Please set down a passage from the text on wavelet background reduction word for word, starting at "Application of dual-tree" and ending at "information from spectra.".

- **EXCERPT**:
•••••

Application of dual-tree complex wavelet transform for spectra background reduction

TL;DR

The implementation of an algorithm for background reduction, leading to the extraction and enhancement of the valuable information from spectra, is discussed, leading to the extraction and enhancement of the valuable information from spectra.

Abstract

This paper presents a method for background removal in experimental data processing using the Dual-Tree Complex Wavelet Transform (DTCWT). The technique is based on discrete wavelet theory (DWT) and addresses limitations of commonly used numerical approaches, such as fitting or filtering methods. Compared with Fourier-transform-based techniques, DTCWT provides improved performance for signal extraction. The proposed method is universal and enables analysis of arbitrary data ranges without restrictions on their position in time. It satisfies key requirements of signal analysis, including signal preservation and reduction of processing bias. An algorithm for background reduction is implemented to extract and enhance meaningful spectral information. The approach is demonstrated on two different types of spectra: X-ray powder diffraction and photoluminescence measured for the $Ga_{2}O_{3}$ crystal. Practical aspects of DWT-based processing are also discussed, including the selection of wavelet families and decomposition levels. The method is available as a software package for spectral background reduction.

•••••

(Items from a data source)
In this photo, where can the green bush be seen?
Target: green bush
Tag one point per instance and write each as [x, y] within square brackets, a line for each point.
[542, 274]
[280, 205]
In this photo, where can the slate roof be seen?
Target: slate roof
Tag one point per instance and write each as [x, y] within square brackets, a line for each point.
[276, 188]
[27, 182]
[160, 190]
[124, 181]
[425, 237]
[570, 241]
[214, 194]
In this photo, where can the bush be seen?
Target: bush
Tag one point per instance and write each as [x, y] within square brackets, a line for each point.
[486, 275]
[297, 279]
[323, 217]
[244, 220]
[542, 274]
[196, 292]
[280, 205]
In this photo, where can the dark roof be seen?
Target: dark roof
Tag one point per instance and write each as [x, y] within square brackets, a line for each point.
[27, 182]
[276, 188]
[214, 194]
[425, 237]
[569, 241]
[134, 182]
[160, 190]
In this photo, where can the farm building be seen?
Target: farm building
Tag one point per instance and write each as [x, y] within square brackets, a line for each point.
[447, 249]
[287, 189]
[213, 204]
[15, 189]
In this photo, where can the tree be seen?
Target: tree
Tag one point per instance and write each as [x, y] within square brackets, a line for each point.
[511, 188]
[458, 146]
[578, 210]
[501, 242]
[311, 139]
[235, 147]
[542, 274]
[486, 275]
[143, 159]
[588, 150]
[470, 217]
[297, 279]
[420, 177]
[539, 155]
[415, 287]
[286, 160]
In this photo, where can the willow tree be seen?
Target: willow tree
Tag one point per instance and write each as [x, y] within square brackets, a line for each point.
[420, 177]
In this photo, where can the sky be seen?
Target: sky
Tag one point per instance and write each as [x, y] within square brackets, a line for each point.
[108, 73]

•••••

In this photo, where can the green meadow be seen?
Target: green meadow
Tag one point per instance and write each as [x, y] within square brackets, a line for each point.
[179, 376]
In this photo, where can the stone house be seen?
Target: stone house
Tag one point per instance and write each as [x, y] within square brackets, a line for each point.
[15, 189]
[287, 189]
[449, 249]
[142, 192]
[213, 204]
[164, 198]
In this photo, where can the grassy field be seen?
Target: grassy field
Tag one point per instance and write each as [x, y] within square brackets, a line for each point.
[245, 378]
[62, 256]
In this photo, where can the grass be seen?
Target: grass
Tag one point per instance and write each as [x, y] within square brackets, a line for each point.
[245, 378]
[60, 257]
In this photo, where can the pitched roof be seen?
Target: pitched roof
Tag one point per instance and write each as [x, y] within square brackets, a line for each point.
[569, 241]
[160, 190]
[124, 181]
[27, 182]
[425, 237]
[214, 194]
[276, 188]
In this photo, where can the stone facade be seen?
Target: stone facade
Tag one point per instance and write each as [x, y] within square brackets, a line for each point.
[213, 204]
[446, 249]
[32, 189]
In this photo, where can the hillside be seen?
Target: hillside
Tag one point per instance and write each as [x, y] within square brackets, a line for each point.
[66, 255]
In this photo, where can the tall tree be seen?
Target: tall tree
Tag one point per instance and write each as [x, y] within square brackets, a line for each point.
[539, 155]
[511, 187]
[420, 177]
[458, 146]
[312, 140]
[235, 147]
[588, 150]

•••••

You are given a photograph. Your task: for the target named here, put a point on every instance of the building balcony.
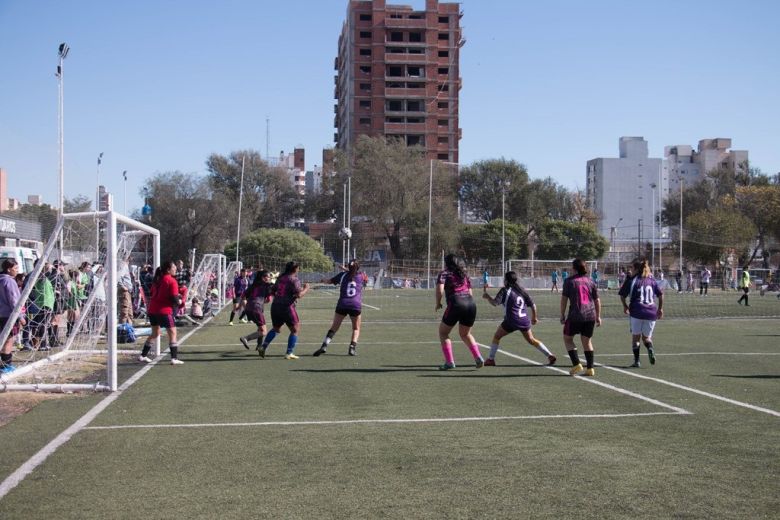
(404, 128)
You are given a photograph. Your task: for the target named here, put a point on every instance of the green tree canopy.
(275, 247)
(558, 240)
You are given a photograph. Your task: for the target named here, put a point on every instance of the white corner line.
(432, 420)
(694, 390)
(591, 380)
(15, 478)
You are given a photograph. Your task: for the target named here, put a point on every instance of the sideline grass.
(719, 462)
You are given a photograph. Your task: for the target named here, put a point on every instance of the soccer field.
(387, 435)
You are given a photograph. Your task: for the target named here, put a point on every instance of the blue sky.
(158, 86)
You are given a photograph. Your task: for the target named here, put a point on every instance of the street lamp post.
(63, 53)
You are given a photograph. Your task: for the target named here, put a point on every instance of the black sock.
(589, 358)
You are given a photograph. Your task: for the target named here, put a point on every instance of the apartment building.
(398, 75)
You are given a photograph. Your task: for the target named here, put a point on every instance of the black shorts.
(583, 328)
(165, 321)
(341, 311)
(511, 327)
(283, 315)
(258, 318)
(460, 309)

•••••

- **ANSWER TO THE PROBLEM**:
Application of dual-tree complex wavelet transform for spectra background reduction

TL;DR

The implementation of an algorithm for background reduction, leading to the extraction and enhancement of the valuable information from spectra, is discussed, leading to the extraction and enhancement of the valuable information from spectra.